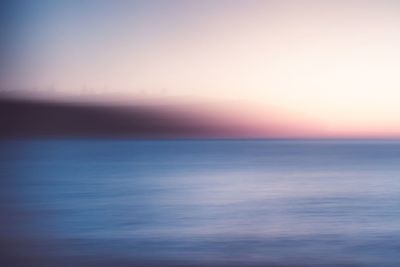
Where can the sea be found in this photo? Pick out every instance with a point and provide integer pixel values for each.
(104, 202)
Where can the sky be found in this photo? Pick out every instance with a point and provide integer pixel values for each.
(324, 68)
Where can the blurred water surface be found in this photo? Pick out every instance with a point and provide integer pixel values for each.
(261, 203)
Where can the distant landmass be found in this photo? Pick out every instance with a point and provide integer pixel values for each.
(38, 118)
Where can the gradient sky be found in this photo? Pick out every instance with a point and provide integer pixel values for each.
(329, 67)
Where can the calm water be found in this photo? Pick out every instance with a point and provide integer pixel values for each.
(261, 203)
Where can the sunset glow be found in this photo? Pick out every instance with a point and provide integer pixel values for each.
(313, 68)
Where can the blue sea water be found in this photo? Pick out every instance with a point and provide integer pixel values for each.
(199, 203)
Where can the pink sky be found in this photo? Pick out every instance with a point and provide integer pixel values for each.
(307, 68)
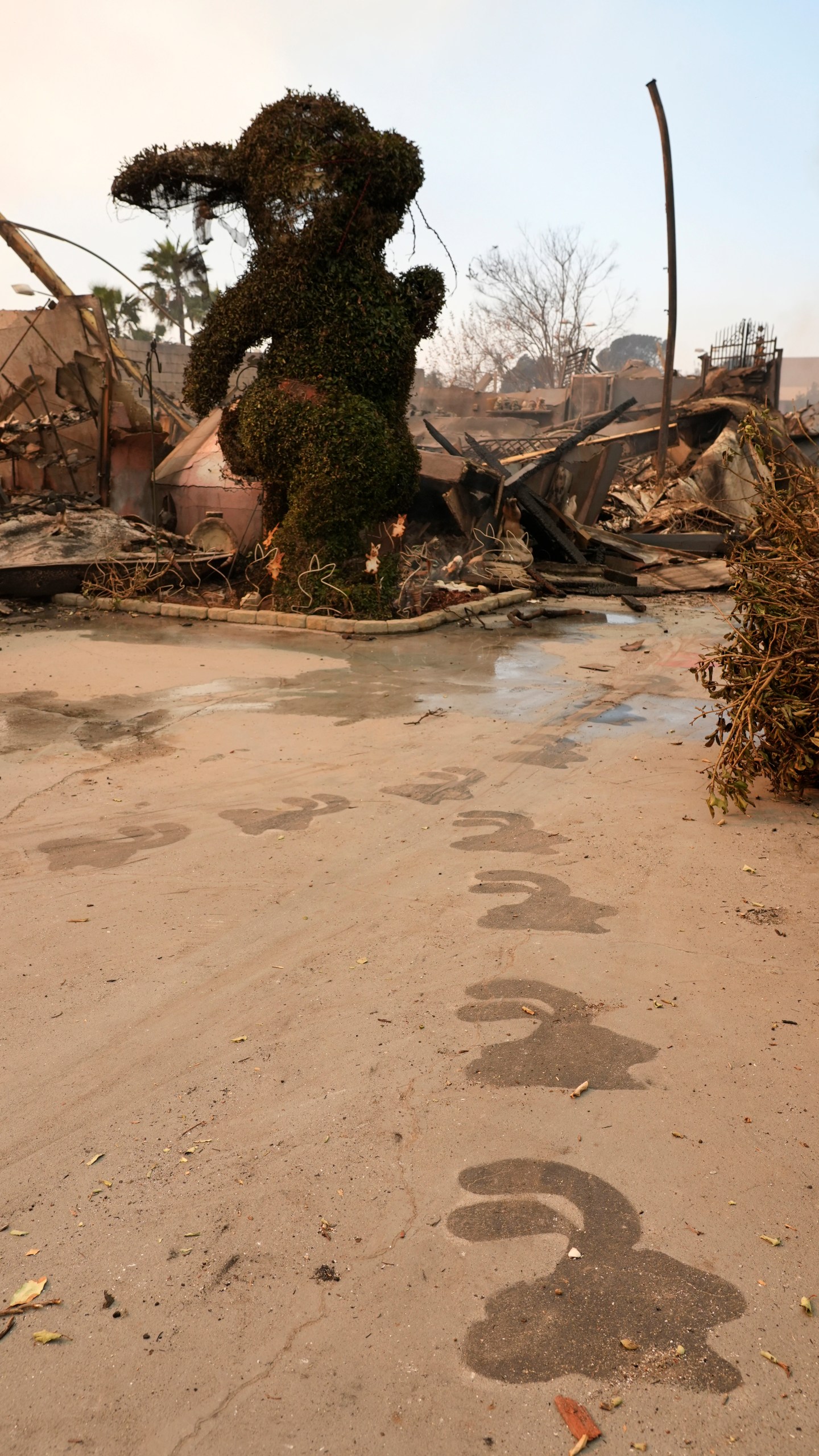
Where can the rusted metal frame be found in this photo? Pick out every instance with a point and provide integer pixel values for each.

— Problem to solve —
The needed output is the lines from the one with "Where can the pink" through the end of the listing, written out exactly, both ends included, pictures excluded.

— Solution to the exercise —
Where can the pink sky be found in this photo? Pick out every instance with a point and provide integer pixel values for each.
(307, 68)
Where can the rusted metal frame be found in this photo? Pick out every instance with a point and provide integer pixel values for each.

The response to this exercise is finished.